Хилинская признаётся, что до сих пор носит с собой записку от Доктора Лизы, где та написала свой номер телефона и адрес электронной почты, чтобы Инна просила о помощи напрямую. Маленький, истёртый листок бумаги в клетку Хилинская считает своим талисманом. «Для нас всех Лиза по-прежнему жива», — говорит она.
Мечта о футболе
Мы едем по Донецку, и он выглядит как совершенно обычный город: улицы заполняют машины, в парках играют в салочки дети, дворник сосредоточенно метёт и без того чистую улицу. На улицах не видно вооружённых людей и даже ночью не слышно выстрелов и разрывов снарядов.
Случайный гость не заметит ни войны, ни смерти, которые спрятались за свежим слоем штукатурки на фасадах домов.
Ближе к окраинам грима повседневной жизни становится недостаточно, чтобы скрывать беду. Здесь встречаются обрушившиеся дома, выбитые стекла, брошенные участки тех горожан, которые уехали и не вернулись.
Нам нужен частный дом в Петровском районе Донецка с увитыми виноградной лозой стенами. Ворота открывает мужчина, рядом с которым стоит, опираясь на костыль, Юра Раскосов, серьёзный и молчаливый. На его ноге аппарат Елизарова с растопырившимися во все стороны спицами.
Жизнь младшеклассника была похожа на жизнь обычного ребёнка, несмотря на грохотавшую за окном войну. Две собаки, любопытный кот во дворе, походы в школу, а после — прогулки с друзьями и любимый футбол. Порой поблизости падали снаряды, а на улице Юра видел ополченцев с оружием, но люди отчаянно пытались сохранить привычный уклад жизни, иначе она стала бы невыносимой.
В ноябре 2017 года всё изменилось, когда война коснулась лично Юру.
«Это было 5 ноября, в 4 часа дня, — вспоминает Юра в беседе с RT. — Мы с друзьями Женей, Артёмом и его сестрёнкой Лерой пошли гулять. Играли в песочный футбол, потом отжимались на турниках. В какой-то момент я смотрю и вижу, что Артём держит в руках какой-то предмет. А потом раздался взрыв».
Предмет, взорвавшийся в руках ребёнка, оказался осколочным боеприпасом ВОГ-25.
«Я упал на бок, — рассказывает Юра. — Лежу на асфальте, вижу, как бежит и кричит Женя, а Артём лежит без движения. И тут вдруг всё начало болеть. Я отполз и начал бить рукой по дереву от боли. А дальше потерял сознание».

▶ **НАБОР ЗАДАНИЙ**
1. Продублируйте дословно фрагмент из отрывка о Донецке: всё от слов «Мечта о футболе» и вниз до слов «на фасадах домов.» включительно.
2. Подхватите отрывок о Донецке и продолжите повествование, начиная сразу после последнего приведённого в нём предложения.

▶ **ЗАПИСАННЫЕ ДАННЫЕ**

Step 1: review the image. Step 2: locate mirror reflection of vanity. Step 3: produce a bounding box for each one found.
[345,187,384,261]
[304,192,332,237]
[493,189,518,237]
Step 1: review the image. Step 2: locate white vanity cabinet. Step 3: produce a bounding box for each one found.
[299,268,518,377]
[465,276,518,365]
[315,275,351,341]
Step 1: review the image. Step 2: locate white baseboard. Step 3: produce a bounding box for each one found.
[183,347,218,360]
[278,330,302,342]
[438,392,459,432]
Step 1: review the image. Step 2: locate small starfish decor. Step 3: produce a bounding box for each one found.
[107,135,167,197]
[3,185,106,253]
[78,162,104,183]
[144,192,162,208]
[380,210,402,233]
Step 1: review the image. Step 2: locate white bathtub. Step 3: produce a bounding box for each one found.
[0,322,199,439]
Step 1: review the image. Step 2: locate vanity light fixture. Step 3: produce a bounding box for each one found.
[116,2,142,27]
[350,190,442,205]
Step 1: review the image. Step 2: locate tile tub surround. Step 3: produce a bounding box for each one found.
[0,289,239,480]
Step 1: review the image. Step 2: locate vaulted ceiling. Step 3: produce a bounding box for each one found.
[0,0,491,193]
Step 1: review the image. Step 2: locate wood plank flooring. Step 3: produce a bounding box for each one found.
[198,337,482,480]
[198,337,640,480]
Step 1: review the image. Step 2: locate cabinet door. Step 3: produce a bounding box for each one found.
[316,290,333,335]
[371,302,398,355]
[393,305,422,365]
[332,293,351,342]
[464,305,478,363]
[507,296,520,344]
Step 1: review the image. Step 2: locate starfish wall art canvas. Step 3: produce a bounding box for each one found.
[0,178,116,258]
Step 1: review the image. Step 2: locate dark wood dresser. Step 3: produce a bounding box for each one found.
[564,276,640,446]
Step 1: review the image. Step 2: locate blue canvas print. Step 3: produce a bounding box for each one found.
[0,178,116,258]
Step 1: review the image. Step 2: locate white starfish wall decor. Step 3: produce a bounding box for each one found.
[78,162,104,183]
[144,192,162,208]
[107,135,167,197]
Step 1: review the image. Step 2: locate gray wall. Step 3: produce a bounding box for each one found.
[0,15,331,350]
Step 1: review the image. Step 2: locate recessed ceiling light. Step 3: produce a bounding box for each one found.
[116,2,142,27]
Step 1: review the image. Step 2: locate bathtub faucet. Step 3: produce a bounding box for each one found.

▶ **ОТВЕТЫ ПО ЗАДАНИЯМ**
1.
Мечта о футболе
Мы едем по Донецку, и он выглядит как совершенно обычный город: улицы заполняют машины, в парках играют в салочки дети, дворник сосредоточенно метёт и без того чистую улицу. На улицах не видно вооружённых людей и даже ночью не слышно выстрелов и разрывов снарядов.
Случайный гость не заметит ни войны, ни смерти, которые спрятались за свежим слоем штукатурки на фасадах домов.

2.
Артём погиб на месте, а Женя и Юра получили тяжёлые травмы: осколочные повреждения рук и ног. У Юры были сломаны кости обоих голеней, а также серьёзно повреждены мягкие ткани ног и нервы. Прибежавший на крики ополченец довёз ребёнка до больницы, где его прооперировали.
Юра помнит, как перед операцией врачи говорили между собой, что боятся его потерять.
Хотя Юра благополучно пережил операцию и первые дни в реанимации, прогноз был неутешительным: с высокой долей вероятности мальчика ждала ампутация.
Хромая, Юра садится в садовые качели и рассказывает о том, как ему удалось спасти ногу. Фонд имени Елизаветы Глинки помог родителям отправить мальчика на лечение в Москву, в НИИ Рошаля.
Врачи клиники («люди с золотыми руками», как говорят про них родители Юры) провели сложную операцию, и угроза ампутации миновала.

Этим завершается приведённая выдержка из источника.